Work request. Reproduce all of the data exactly.
======== The data
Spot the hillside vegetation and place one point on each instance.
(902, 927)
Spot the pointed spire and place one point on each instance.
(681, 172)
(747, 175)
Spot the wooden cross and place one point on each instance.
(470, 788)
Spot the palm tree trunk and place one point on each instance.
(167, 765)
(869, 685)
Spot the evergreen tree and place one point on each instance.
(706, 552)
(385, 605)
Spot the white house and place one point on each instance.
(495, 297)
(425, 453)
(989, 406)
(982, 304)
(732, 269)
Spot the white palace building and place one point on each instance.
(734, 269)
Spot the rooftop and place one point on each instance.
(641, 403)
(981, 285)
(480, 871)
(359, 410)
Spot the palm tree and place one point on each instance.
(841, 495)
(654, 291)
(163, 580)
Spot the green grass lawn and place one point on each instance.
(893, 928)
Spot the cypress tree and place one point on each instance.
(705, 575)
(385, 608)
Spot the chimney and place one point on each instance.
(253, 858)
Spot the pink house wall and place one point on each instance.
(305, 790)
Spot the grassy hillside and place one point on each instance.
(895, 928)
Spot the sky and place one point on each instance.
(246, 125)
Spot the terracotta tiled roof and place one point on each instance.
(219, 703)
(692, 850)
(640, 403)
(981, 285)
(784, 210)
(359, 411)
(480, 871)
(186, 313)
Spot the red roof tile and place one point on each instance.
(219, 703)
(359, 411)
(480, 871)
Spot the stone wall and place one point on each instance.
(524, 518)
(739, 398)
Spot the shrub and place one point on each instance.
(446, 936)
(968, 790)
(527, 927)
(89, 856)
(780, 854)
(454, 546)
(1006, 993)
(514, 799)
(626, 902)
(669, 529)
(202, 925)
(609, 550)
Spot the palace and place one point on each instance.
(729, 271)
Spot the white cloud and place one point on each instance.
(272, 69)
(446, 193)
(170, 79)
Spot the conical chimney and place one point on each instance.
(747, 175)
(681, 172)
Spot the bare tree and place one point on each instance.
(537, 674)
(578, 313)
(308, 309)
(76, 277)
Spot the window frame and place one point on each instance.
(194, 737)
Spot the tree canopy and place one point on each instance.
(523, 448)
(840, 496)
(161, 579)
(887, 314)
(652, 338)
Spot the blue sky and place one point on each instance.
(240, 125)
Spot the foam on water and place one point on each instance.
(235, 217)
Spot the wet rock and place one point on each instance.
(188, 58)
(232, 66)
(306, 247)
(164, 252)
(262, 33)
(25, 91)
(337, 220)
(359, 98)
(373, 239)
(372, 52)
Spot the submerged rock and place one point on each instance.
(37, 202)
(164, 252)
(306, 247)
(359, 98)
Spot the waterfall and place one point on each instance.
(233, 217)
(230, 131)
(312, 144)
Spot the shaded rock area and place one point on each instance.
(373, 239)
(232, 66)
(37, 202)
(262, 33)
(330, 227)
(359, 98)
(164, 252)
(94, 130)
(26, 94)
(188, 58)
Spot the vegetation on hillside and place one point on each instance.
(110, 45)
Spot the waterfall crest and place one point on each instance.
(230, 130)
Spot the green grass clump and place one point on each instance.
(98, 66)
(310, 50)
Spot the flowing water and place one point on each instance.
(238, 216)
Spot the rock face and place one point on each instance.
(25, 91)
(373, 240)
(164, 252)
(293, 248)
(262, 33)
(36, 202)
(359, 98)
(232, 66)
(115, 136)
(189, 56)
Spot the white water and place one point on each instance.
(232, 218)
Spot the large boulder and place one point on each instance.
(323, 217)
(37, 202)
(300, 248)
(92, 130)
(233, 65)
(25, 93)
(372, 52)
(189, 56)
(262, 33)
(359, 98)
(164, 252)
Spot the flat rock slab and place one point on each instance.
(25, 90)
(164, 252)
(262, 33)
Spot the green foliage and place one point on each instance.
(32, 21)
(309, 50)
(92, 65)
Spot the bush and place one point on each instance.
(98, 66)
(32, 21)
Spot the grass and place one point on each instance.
================
Answer to this exercise.
Spot the hillside vegetation and place one point on each instance.
(902, 927)
Spot the pointed spire and place one point on each instance.
(681, 172)
(747, 175)
Spot the wooden cross and place one point on each instance.
(470, 788)
Spot the palm tree trunk and place one point on each instance.
(167, 765)
(869, 685)
Spot the evergreen tree and place one point on each instance.
(706, 552)
(385, 605)
Spot the white house and place one point on each instance.
(495, 297)
(425, 453)
(989, 406)
(982, 304)
(732, 269)
Spot the white palace building and place one point on each instance.
(734, 269)
Spot the rooftop and place one point on each instance.
(641, 403)
(981, 285)
(480, 871)
(359, 410)
Spot the palm tree and place one point on each instance.
(841, 495)
(654, 291)
(163, 580)
Spot the green grass lawn and place one point on each instance.
(893, 928)
Spot the cypress tree and place one point on each instance.
(705, 575)
(385, 608)
Spot the chimney and place one point on each instance.
(253, 858)
Spot the pink house wall and place one point on each instance.
(305, 790)
Spot the grassy hillside and place one point on each instance.
(895, 928)
Spot the sky and place one point on each instance.
(246, 125)
Spot the terracotta tiled roof and place one point on each instance.
(219, 703)
(692, 850)
(640, 403)
(981, 285)
(784, 210)
(359, 411)
(480, 871)
(186, 313)
Spot the red roof tile and place one point on each instance.
(219, 703)
(359, 411)
(480, 871)
Spot the stone wall and place one point on each instance.
(524, 518)
(739, 398)
Spot the shrub and place one point on each instance.
(446, 936)
(968, 790)
(527, 927)
(89, 856)
(780, 854)
(454, 546)
(1006, 993)
(514, 799)
(626, 902)
(669, 529)
(202, 925)
(609, 550)
Spot the palace and place one point on each instance.
(729, 271)
Spot the white cloud and place one point on each instance.
(272, 69)
(446, 193)
(170, 79)
Spot the conical chimney and place one point on each instance.
(747, 175)
(681, 172)
Spot the bare tree and place one point on each instance.
(537, 674)
(578, 313)
(308, 309)
(76, 277)
Spot the window frame and place one point on each instance.
(194, 737)
Spot the tree canopy and place one point on each instance.
(523, 448)
(840, 496)
(161, 579)
(887, 314)
(652, 338)
Spot the blue sky and place one point on each instance.
(240, 125)
Spot the foam on water and place one point on each instance.
(235, 217)
Spot the wet rock and place one point on each instance.
(188, 58)
(232, 66)
(306, 247)
(164, 252)
(262, 33)
(25, 91)
(337, 220)
(359, 98)
(373, 239)
(372, 52)
Spot the submerged rock and place one point on each instance.
(37, 202)
(164, 252)
(306, 247)
(359, 98)
Spot the waterfall and place one point on each instance.
(233, 217)
(230, 131)
(312, 144)
Spot the shaded rock area and place one point on each instance.
(373, 239)
(232, 66)
(37, 202)
(262, 33)
(330, 227)
(359, 98)
(164, 252)
(94, 130)
(26, 94)
(188, 58)
Spot the vegetation on hillside and place one point on each instance.
(110, 45)
Spot the waterfall crest and place one point on each instance.
(230, 130)
Spot the green grass clump and place one point on each instance.
(98, 66)
(310, 50)
Spot the flowing water and place one point on each instance.
(238, 216)
Spot the rock face and place one point on each instance.
(25, 91)
(373, 240)
(164, 252)
(293, 248)
(262, 33)
(36, 202)
(359, 98)
(232, 66)
(115, 136)
(189, 56)
Spot the white water and place one point on each instance.
(232, 218)
Spot the large boulder and place one point on each instance.
(323, 217)
(37, 202)
(300, 248)
(92, 130)
(233, 65)
(25, 93)
(372, 52)
(189, 56)
(262, 33)
(359, 98)
(164, 252)
Spot the flat rock slab and place one point on each instance.
(25, 90)
(164, 252)
(262, 33)
Spot the green foliage and place one point on each instance.
(32, 21)
(309, 50)
(92, 65)
Spot the bush and place one point on each instance.
(98, 66)
(32, 21)
Spot the grass and place one point on each instance.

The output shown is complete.